Annotation records
......
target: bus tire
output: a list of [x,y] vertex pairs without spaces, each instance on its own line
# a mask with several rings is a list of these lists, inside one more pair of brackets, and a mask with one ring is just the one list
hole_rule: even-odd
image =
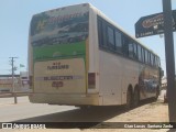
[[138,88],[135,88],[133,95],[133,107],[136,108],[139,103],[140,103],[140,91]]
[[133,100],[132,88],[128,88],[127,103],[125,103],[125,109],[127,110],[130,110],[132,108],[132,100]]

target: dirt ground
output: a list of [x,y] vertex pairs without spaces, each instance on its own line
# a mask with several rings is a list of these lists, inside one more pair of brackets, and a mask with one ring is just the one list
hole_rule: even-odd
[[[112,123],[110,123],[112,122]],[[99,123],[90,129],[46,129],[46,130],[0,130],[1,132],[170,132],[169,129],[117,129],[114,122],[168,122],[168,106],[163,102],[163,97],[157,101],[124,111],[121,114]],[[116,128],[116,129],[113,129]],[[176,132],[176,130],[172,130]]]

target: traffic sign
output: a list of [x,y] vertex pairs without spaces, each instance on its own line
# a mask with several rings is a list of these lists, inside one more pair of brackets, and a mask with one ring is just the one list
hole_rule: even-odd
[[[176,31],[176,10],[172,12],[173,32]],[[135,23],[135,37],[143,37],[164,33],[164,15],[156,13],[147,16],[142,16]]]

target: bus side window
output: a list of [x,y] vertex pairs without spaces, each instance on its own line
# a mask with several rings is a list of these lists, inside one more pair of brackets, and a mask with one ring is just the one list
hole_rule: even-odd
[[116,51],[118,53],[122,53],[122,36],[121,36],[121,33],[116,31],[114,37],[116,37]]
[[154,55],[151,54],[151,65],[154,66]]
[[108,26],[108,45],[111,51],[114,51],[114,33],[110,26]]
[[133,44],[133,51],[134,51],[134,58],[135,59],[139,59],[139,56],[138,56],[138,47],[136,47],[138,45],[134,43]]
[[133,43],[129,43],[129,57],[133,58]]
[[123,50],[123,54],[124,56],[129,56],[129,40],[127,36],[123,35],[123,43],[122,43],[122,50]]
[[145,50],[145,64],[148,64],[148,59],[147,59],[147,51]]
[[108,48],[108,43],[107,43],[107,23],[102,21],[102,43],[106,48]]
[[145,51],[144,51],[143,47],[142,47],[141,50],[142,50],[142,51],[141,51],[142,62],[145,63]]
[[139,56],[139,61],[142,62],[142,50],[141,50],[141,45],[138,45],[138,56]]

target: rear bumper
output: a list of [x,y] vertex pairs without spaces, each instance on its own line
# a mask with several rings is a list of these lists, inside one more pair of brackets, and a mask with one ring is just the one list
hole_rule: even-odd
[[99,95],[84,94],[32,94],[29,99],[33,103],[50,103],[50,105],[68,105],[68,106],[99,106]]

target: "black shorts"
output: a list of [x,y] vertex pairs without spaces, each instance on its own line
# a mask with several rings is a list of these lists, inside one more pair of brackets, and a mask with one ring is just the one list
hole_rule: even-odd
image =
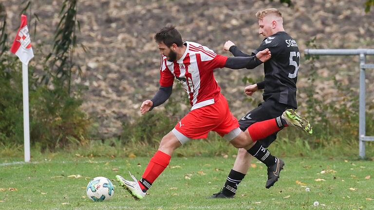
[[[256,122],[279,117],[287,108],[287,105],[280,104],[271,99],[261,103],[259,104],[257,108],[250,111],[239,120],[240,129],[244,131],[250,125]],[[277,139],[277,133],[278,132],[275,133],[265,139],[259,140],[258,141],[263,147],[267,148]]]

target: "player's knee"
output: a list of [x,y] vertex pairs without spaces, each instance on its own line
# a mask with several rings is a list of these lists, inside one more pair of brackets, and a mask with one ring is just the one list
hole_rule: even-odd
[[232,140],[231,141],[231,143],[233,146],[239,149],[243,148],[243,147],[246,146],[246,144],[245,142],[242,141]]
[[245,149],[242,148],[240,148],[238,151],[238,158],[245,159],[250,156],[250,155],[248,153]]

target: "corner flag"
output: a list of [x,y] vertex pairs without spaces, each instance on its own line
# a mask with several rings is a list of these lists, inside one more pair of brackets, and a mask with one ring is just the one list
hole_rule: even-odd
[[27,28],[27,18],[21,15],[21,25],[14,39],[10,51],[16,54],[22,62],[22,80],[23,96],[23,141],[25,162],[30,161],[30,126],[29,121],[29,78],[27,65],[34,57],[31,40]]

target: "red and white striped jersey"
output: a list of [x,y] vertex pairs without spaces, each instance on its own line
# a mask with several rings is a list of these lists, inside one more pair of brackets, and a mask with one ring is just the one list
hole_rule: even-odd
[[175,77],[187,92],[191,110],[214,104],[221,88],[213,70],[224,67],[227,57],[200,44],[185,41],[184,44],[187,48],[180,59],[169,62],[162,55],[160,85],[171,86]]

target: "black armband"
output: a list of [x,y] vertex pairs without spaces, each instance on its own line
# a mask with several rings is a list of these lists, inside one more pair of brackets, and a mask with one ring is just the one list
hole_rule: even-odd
......
▸ **PROBLEM REQUIREMENTS**
Can you repeat the lines from the one holding "target: bus side window" through the one holding "[[145,50],[145,64],[148,64],[148,59],[147,59],[147,51]]", inclusive, changing "vertex pairs" to "coordinate pairs" and leaving everything else as it is?

▸ **THE REPLY**
target: bus side window
output: a list of [x,y] coordinate pairs without spaces, each instance on its own line
# a mask with several rings is a list of these lists, inside one more pair of brackets, and a mask with one ring is just the one list
hole_rule: even-odd
[[116,51],[118,53],[122,53],[122,36],[121,36],[121,33],[116,31],[114,37],[116,37]]
[[154,55],[151,54],[151,65],[154,66]]
[[108,26],[108,45],[111,51],[114,51],[114,33],[110,26]]
[[133,44],[133,51],[134,51],[134,58],[135,59],[139,59],[139,56],[138,56],[138,47],[136,47],[138,45],[134,43]]
[[133,43],[129,43],[129,57],[133,58]]
[[123,50],[123,54],[124,56],[129,56],[129,40],[127,36],[123,35],[123,43],[122,43],[122,50]]
[[145,50],[145,64],[148,64],[148,59],[147,59],[147,51]]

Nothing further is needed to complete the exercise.